— BEGIN Supplied data —

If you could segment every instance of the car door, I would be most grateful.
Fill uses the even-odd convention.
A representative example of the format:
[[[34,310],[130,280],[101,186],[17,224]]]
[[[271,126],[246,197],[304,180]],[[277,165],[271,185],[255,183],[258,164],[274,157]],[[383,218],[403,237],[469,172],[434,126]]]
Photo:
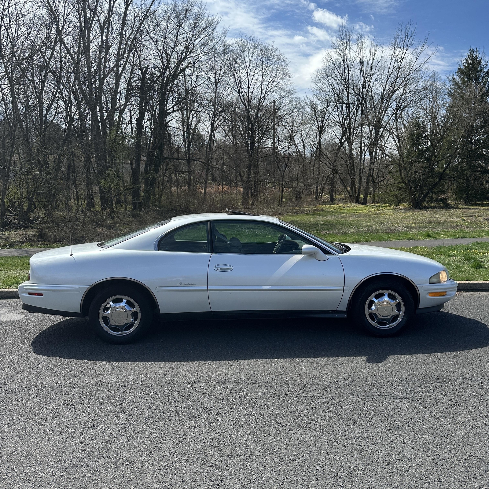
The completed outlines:
[[[154,289],[162,313],[210,311],[210,246],[208,222],[182,226],[160,241],[161,270]]]
[[[311,244],[265,222],[213,221],[213,252],[207,279],[213,311],[334,311],[343,294],[338,257],[319,261],[303,255]]]

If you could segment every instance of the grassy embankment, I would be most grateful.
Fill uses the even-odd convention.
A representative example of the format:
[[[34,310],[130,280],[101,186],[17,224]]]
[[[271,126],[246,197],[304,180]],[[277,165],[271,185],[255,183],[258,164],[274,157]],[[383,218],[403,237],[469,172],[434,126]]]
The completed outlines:
[[[286,210],[287,214],[280,213]],[[338,204],[304,210],[284,209],[268,213],[325,239],[343,243],[489,237],[489,206],[414,210],[383,204]],[[14,239],[11,234],[9,239]],[[30,246],[41,244],[29,243]],[[404,249],[443,264],[455,280],[489,280],[489,243]],[[28,257],[0,258],[0,288],[16,287],[26,280],[28,271]]]

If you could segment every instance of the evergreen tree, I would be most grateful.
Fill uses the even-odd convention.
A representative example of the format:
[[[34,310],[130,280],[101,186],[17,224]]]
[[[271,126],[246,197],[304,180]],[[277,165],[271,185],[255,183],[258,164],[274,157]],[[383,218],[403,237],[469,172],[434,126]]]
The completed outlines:
[[[452,168],[457,196],[466,202],[489,198],[489,68],[471,48],[452,77],[449,110],[459,156]]]

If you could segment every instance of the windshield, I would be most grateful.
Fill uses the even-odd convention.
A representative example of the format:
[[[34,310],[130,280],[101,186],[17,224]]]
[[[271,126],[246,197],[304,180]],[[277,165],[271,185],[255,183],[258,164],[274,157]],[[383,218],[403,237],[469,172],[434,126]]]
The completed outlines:
[[[315,234],[312,234],[311,233],[308,233],[307,231],[304,231],[304,229],[301,229],[300,227],[297,227],[297,226],[294,226],[293,224],[290,224],[290,222],[286,222],[285,221],[281,221],[280,222],[283,222],[284,224],[286,224],[288,226],[290,226],[291,227],[293,227],[294,229],[297,229],[298,231],[300,231],[301,233],[304,233],[304,234],[306,235],[306,236],[309,236],[310,238],[312,238],[313,239],[316,240],[316,241],[319,241],[319,243],[322,243],[325,245],[331,248],[332,249],[334,250],[334,251],[337,253],[345,253],[349,249],[349,248],[347,248],[346,246],[340,247],[337,244],[333,244],[333,243],[330,243],[329,241],[326,241],[326,240],[323,240],[322,238],[319,238],[319,236],[316,236]]]
[[[168,224],[171,220],[171,219],[165,219],[164,221],[160,221],[159,222],[155,222],[149,226],[146,226],[146,227],[138,229],[137,231],[133,231],[132,233],[124,234],[123,236],[119,236],[118,238],[114,238],[113,239],[109,240],[108,241],[104,241],[103,243],[99,243],[98,245],[102,246],[102,248],[109,248],[111,246],[113,246],[114,244],[118,244],[119,243],[121,243],[123,241],[125,241],[130,238],[134,238],[134,236],[142,234],[143,233],[145,233],[147,231],[154,229],[155,227],[162,226],[164,224]]]

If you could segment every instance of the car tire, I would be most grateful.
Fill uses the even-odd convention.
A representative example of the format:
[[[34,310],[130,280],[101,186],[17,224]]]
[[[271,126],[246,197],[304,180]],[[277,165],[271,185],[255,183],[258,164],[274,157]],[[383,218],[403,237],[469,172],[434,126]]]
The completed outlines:
[[[154,311],[147,296],[135,288],[104,289],[92,301],[89,318],[94,332],[108,343],[135,341],[153,322]]]
[[[413,298],[396,280],[371,283],[356,294],[349,314],[356,324],[378,336],[398,334],[413,319]]]

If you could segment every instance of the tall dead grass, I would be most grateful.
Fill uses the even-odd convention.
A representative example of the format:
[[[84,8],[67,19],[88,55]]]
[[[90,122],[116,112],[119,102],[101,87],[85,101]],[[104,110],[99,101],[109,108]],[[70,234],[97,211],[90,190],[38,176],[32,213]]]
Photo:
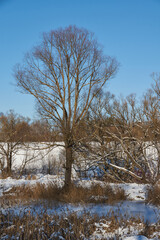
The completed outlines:
[[[73,185],[72,188],[66,192],[65,189],[58,188],[52,183],[47,186],[37,183],[34,186],[14,187],[7,194],[10,194],[11,198],[21,199],[21,201],[47,199],[65,203],[112,204],[116,201],[126,200],[127,198],[123,189],[117,188],[113,190],[109,185],[106,187],[94,185],[89,189]]]
[[[148,190],[147,202],[160,206],[160,184],[153,185]]]
[[[34,211],[23,211],[19,215],[6,211],[0,212],[0,239],[50,239],[50,240],[82,240],[96,238],[96,234],[108,234],[107,239],[123,239],[124,233],[130,235],[133,231],[146,237],[157,237],[160,232],[160,222],[154,225],[145,223],[138,217],[127,218],[114,214],[99,217],[83,212],[82,214],[65,213],[47,214],[47,211],[36,214]],[[160,237],[160,235],[159,235]],[[106,239],[105,237],[101,239]]]

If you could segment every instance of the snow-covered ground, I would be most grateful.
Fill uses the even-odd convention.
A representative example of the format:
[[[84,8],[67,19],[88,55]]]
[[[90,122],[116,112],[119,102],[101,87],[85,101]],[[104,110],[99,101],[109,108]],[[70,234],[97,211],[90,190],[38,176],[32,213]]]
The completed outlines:
[[[63,179],[58,176],[54,175],[42,175],[37,174],[36,179],[34,180],[27,180],[25,177],[22,177],[21,179],[12,179],[12,178],[6,178],[6,179],[0,179],[0,196],[3,196],[4,192],[8,192],[12,187],[14,186],[23,186],[23,185],[34,185],[36,183],[43,183],[45,185],[48,185],[49,183],[54,183],[59,187],[63,186]],[[78,186],[83,186],[85,188],[90,188],[93,185],[99,184],[103,187],[107,185],[107,183],[97,181],[97,180],[77,180],[75,182]],[[143,219],[145,222],[148,221],[152,224],[156,223],[158,220],[160,220],[160,208],[145,204],[146,199],[146,192],[149,185],[144,184],[110,184],[113,189],[120,187],[125,190],[126,194],[128,195],[130,201],[124,201],[116,203],[115,205],[107,205],[107,204],[56,204],[51,205],[47,208],[48,214],[63,214],[64,216],[69,213],[76,213],[76,214],[82,214],[83,212],[89,212],[91,215],[98,214],[100,217],[103,216],[109,216],[110,214],[114,215],[115,217],[139,217]],[[43,211],[43,205],[36,204],[36,206],[28,205],[28,206],[14,206],[9,207],[9,210],[12,210],[14,214],[20,214],[20,212],[23,211],[32,211],[34,209],[34,213],[42,213]],[[8,211],[8,209],[1,209],[3,213],[5,211]],[[109,237],[114,237],[116,234],[121,234],[123,237],[121,239],[126,240],[145,240],[148,239],[144,236],[134,236],[138,234],[137,226],[136,228],[132,229],[132,236],[127,235],[128,228],[119,227],[114,232],[108,232],[107,229],[109,228],[109,222],[103,221],[95,223],[95,232],[91,236],[91,240],[95,239],[107,239]],[[141,227],[141,226],[139,226]],[[157,236],[160,237],[160,232],[157,233]],[[153,238],[153,239],[159,239]]]
[[[33,147],[33,148],[32,148]],[[37,147],[37,146],[36,146]],[[64,155],[63,155],[63,146],[57,146],[53,149],[48,149],[46,145],[40,145],[40,148],[35,146],[30,146],[26,152],[24,149],[19,149],[16,156],[14,156],[13,168],[20,169],[23,164],[25,165],[26,169],[38,169],[41,170],[44,166],[52,164],[57,164],[58,166],[62,167],[64,163]],[[35,150],[36,149],[36,150]],[[152,153],[155,155],[156,153],[149,149],[147,154],[149,155]],[[152,155],[153,155],[152,154]],[[105,188],[107,183],[98,181],[98,180],[80,180],[77,178],[76,174],[74,174],[74,181],[77,186],[83,186],[85,188],[90,188],[93,185],[99,184]],[[64,184],[64,179],[62,175],[43,175],[41,173],[36,173],[33,179],[28,180],[26,177],[22,176],[20,179],[13,179],[13,178],[6,178],[0,179],[0,197],[4,195],[4,193],[9,192],[14,186],[24,186],[24,185],[35,185],[37,183],[48,185],[49,183],[55,184],[58,187],[62,187]],[[145,222],[150,222],[151,224],[160,221],[160,207],[155,207],[152,205],[145,204],[147,189],[150,187],[149,184],[136,184],[136,183],[128,183],[128,184],[110,184],[113,189],[122,188],[124,189],[126,195],[128,196],[127,201],[119,202],[114,205],[107,205],[107,204],[56,204],[51,205],[47,209],[48,214],[63,214],[67,216],[68,212],[75,212],[76,214],[82,214],[83,212],[89,212],[90,214],[94,215],[97,214],[98,216],[109,216],[109,214],[113,214],[115,217],[124,216],[124,217],[139,217],[143,219]],[[1,207],[1,206],[0,206]],[[40,213],[43,211],[43,205],[34,204],[28,206],[10,206],[9,210],[12,210],[14,214],[20,214],[22,211],[36,211]],[[6,208],[1,208],[1,211],[5,213],[8,211]],[[46,210],[45,210],[46,211]],[[142,226],[141,224],[138,226],[140,229]],[[137,226],[133,229],[129,229],[129,227],[119,227],[115,231],[108,232],[110,228],[110,222],[104,220],[103,222],[96,222],[95,223],[95,231],[92,234],[90,240],[95,239],[107,239],[116,236],[116,234],[121,234],[122,238],[126,240],[146,240],[145,236],[141,236],[139,234],[140,231],[137,231]],[[128,231],[132,230],[131,233],[128,235]],[[153,236],[154,240],[160,239],[160,232],[155,233]],[[87,239],[85,239],[87,240]]]

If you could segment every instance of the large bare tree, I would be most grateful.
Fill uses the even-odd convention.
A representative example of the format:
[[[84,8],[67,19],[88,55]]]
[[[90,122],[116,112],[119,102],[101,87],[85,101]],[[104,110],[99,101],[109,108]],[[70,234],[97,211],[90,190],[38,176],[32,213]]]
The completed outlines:
[[[18,87],[35,97],[40,114],[63,136],[65,187],[71,186],[75,132],[117,66],[114,58],[103,55],[92,33],[69,26],[43,34],[41,44],[16,67]]]

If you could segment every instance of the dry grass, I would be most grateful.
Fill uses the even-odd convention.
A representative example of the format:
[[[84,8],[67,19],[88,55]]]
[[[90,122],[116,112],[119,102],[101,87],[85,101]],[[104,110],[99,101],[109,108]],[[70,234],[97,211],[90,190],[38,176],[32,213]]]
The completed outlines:
[[[45,211],[36,214],[33,211],[21,212],[14,215],[12,212],[0,212],[0,239],[54,239],[54,240],[82,240],[90,239],[95,233],[109,234],[107,239],[123,239],[122,228],[127,234],[133,231],[150,237],[158,237],[160,222],[154,225],[145,223],[140,218],[126,218],[119,215],[99,217],[89,213],[50,214]],[[160,235],[159,235],[160,236]],[[106,238],[104,238],[106,239]],[[158,238],[156,238],[158,239]]]
[[[69,191],[63,188],[58,188],[50,183],[37,183],[36,185],[27,185],[14,187],[10,192],[7,192],[7,197],[14,199],[27,200],[54,200],[65,203],[109,203],[112,204],[117,201],[126,200],[125,191],[117,188],[115,191],[107,185],[105,188],[100,185],[94,185],[87,189],[73,185]]]
[[[147,202],[160,205],[160,184],[154,185],[148,190]]]

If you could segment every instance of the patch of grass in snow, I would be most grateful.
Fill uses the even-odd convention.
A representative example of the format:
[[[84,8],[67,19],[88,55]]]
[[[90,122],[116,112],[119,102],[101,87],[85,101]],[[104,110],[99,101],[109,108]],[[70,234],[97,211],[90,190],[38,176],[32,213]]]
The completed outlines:
[[[63,211],[63,209],[62,209]],[[0,212],[0,239],[123,239],[125,236],[141,234],[148,238],[160,237],[160,221],[151,225],[138,217],[127,218],[114,214],[100,217],[88,212],[83,214],[35,214],[24,211],[18,215],[13,212]]]
[[[153,185],[147,194],[147,202],[160,206],[160,184]]]
[[[20,199],[22,202],[28,200],[54,200],[65,203],[108,203],[126,200],[125,191],[121,188],[112,189],[107,185],[93,185],[90,188],[73,185],[69,191],[56,186],[53,183],[47,185],[37,183],[35,185],[13,187],[7,192],[6,197]]]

— END Supplied data —

- [Do this]
Reproduce verbatim the lines of the listing above, starting at the line that contains "If you could segment every instance of the patch" and ending at the last line of the listing, with both ends included.

- [Correct response]
If you could segment every instance of the patch of grass in snow, I would be most grateful.
Fill uses the even-odd convention.
A representative example of the format:
[[[84,8],[67,19],[88,55]]]
[[[90,122],[116,112],[119,102],[101,87],[85,101]],[[104,110],[99,101],[109,108]],[[70,234],[97,211],[90,190],[38,176],[32,213]]]
The completed outlines:
[[[63,211],[63,209],[62,209]],[[0,212],[0,239],[123,239],[125,236],[141,234],[148,238],[160,237],[160,221],[151,225],[138,217],[127,218],[114,214],[100,217],[88,212],[83,214],[35,214],[24,211],[18,215],[13,212]]]
[[[153,185],[147,194],[147,202],[160,206],[160,184]]]
[[[20,199],[22,202],[28,200],[54,200],[65,203],[108,203],[126,200],[125,191],[121,188],[112,189],[107,185],[93,185],[90,188],[73,185],[69,191],[56,186],[53,183],[47,185],[37,183],[35,185],[13,187],[7,192],[6,197]]]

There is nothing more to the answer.